Texto de consulta:
▶

Nadie duda que la mejor manera de pasar las vacaciones es en un viaje. Pero hay de viajes a viajes: los que viven en la Ciudad de México podrían, por ejemplo, tomar un avión a Veracruz para de ahí embarcarse en un crucero de cinco días al Caribe y viajar en la comodidad de un camarote, con excelente comida, albercas, clases de baile, incursiones de shopping, casino y espectáculos… pero esto en nada se parece a la forma de viajar de hace 175 años.
Para darnos una idea sobre cómo eran estas travesías, contamos con las reseñas escritas en 1839 por Madame Calderón de la Barca cuando vino a residir a México. De nacionalidad escocesa, esta señora acompañó a su esposo, Ángel Calderón de la Barca, Ministro Plenipotenciario de España en México, una vez que nuestro país obtuvo el reconocimiento español como nación independiente.
De Cuba a México
El trayecto hacia Veracruz inició en La Habana, a bordo de un barco de guerra impulsado por velas. Los primeros diez días hubo buen clima pero, debido al poco viento, apenas avanzaron. A pesar del mar tranquilo, no cesaba la molestia de los constantes balanceos, a tal grado que «dan ganas de tirarse por la borda para descansar de una vez. Todo se ha roto o se está rompiendo. Hasta los cañones vomitan las balas que se salen por su propio peso».
A diferencia de los cruceros actuales, en aquel entonces las diversiones durante la travesía consistían simplemente en contemplar el mar, pasear por la cubierta o leer, armados con una naranjada —sin hielo— y un abanico para contrarrestar la fuerza del calor. En los días de pesca observaban cómo los peces se precipitaban al cebo y no les faltó la aventura del tiburón que se acercó a comerse a sus presas. Después de la cena —que se servía a las 5 de la tarde—, antes de irse a dormir se entretenían un rato escuchando a un joven que contaba cuentos.

◀

Conjunto de datos:

▶

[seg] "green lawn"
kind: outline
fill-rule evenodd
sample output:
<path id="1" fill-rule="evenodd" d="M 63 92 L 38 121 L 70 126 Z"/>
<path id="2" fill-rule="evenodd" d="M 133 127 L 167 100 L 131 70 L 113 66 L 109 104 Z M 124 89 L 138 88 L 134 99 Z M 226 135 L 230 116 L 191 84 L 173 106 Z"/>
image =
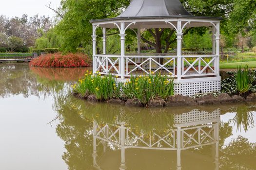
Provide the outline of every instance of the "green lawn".
<path id="1" fill-rule="evenodd" d="M 220 69 L 236 68 L 237 66 L 240 64 L 242 64 L 242 68 L 244 67 L 245 65 L 248 65 L 249 68 L 256 68 L 256 61 L 220 64 L 219 67 Z"/>

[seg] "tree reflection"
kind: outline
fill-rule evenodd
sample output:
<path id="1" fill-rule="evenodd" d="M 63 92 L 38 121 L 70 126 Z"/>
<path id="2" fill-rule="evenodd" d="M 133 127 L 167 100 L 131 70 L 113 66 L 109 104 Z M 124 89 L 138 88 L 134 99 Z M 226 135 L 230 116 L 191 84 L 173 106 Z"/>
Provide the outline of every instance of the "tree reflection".
<path id="1" fill-rule="evenodd" d="M 27 64 L 8 64 L 0 67 L 0 96 L 39 96 L 36 77 L 31 75 Z"/>
<path id="2" fill-rule="evenodd" d="M 250 143 L 239 136 L 221 149 L 221 168 L 223 170 L 255 170 L 256 143 Z"/>
<path id="3" fill-rule="evenodd" d="M 33 68 L 27 64 L 2 65 L 0 66 L 0 96 L 54 95 L 82 77 L 86 69 Z"/>
<path id="4" fill-rule="evenodd" d="M 125 122 L 126 126 L 133 129 L 135 134 L 145 134 L 143 139 L 147 140 L 146 134 L 152 132 L 164 135 L 168 130 L 173 128 L 174 117 L 170 113 L 173 112 L 173 110 L 178 110 L 170 108 L 145 109 L 91 103 L 70 97 L 68 94 L 63 95 L 62 92 L 56 98 L 54 106 L 59 114 L 60 120 L 57 133 L 65 142 L 67 150 L 62 158 L 70 170 L 92 168 L 94 120 L 97 122 L 99 128 L 107 124 L 112 125 Z M 236 110 L 239 112 L 237 114 L 240 114 L 241 110 L 252 113 L 253 108 L 250 107 L 250 105 L 232 105 L 230 109 L 233 110 L 236 107 Z M 241 127 L 246 126 L 248 124 L 247 119 L 241 120 L 239 121 Z M 231 121 L 220 121 L 219 123 L 220 169 L 253 170 L 256 168 L 254 162 L 256 160 L 255 143 L 250 143 L 247 139 L 239 136 L 228 145 L 224 146 L 225 140 L 232 135 Z M 111 151 L 118 148 L 107 145 L 105 149 Z M 103 153 L 103 150 L 102 145 L 98 145 L 97 153 L 99 155 Z M 204 146 L 195 148 L 192 153 L 197 152 L 202 155 L 210 155 L 211 151 L 211 146 Z"/>
<path id="5" fill-rule="evenodd" d="M 236 116 L 233 120 L 234 124 L 236 125 L 236 131 L 241 131 L 242 127 L 246 132 L 250 127 L 254 127 L 254 116 L 247 105 L 243 104 L 237 107 Z"/>

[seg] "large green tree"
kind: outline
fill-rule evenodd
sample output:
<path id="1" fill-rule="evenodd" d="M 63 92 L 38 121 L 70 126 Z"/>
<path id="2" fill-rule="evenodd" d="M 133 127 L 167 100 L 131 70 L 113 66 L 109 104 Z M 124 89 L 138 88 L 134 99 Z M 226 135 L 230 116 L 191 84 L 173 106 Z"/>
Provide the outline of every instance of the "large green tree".
<path id="1" fill-rule="evenodd" d="M 116 17 L 129 5 L 130 0 L 62 0 L 61 8 L 55 10 L 61 20 L 58 25 L 59 34 L 63 37 L 62 47 L 65 51 L 85 46 L 91 42 L 92 19 Z M 221 17 L 222 29 L 234 34 L 256 17 L 255 0 L 181 0 L 183 5 L 196 16 Z M 166 52 L 176 41 L 174 30 L 169 29 L 148 29 L 142 35 L 142 40 L 155 47 L 157 52 Z M 186 34 L 189 30 L 184 33 Z M 99 32 L 99 34 L 100 34 Z M 164 51 L 162 51 L 162 49 Z"/>

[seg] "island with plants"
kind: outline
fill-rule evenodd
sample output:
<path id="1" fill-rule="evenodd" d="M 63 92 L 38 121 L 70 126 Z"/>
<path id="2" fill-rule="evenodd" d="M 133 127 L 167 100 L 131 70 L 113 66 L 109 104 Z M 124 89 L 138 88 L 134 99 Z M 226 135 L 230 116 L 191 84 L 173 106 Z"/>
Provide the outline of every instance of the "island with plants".
<path id="1" fill-rule="evenodd" d="M 223 75 L 222 73 L 222 75 Z M 156 74 L 132 76 L 124 83 L 117 77 L 93 75 L 87 71 L 83 79 L 72 85 L 73 94 L 93 102 L 106 102 L 140 107 L 216 104 L 256 101 L 256 71 L 248 66 L 222 76 L 221 92 L 200 94 L 191 97 L 175 95 L 173 79 L 160 72 Z"/>

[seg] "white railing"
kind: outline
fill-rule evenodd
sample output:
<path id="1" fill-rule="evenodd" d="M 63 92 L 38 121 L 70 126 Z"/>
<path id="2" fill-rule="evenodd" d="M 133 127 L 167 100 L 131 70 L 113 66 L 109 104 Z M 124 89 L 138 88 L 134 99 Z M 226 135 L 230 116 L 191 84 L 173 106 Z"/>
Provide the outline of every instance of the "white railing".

◀

Consigna: Reproduce al pie de la letra el pasaje del texto sobre los viajes de hace 175 años que comienza en las palabras "Nadie duda que" y termina después de "hace 175 años.". Los ítems no son necesarios para resolver esta tarea.

Respuesta:
Nadie duda que la mejor manera de pasar las vacaciones es en un viaje. Pero hay de viajes a viajes: los que viven en la Ciudad de México podrían, por ejemplo, tomar un avión a Veracruz para de ahí embarcarse en un crucero de cinco días al Caribe y viajar en la comodidad de un camarote, con excelente comida, albercas, clases de baile, incursiones de shopping, casino y espectáculos… pero esto en nada se parece a la forma de viajar de hace 175 años.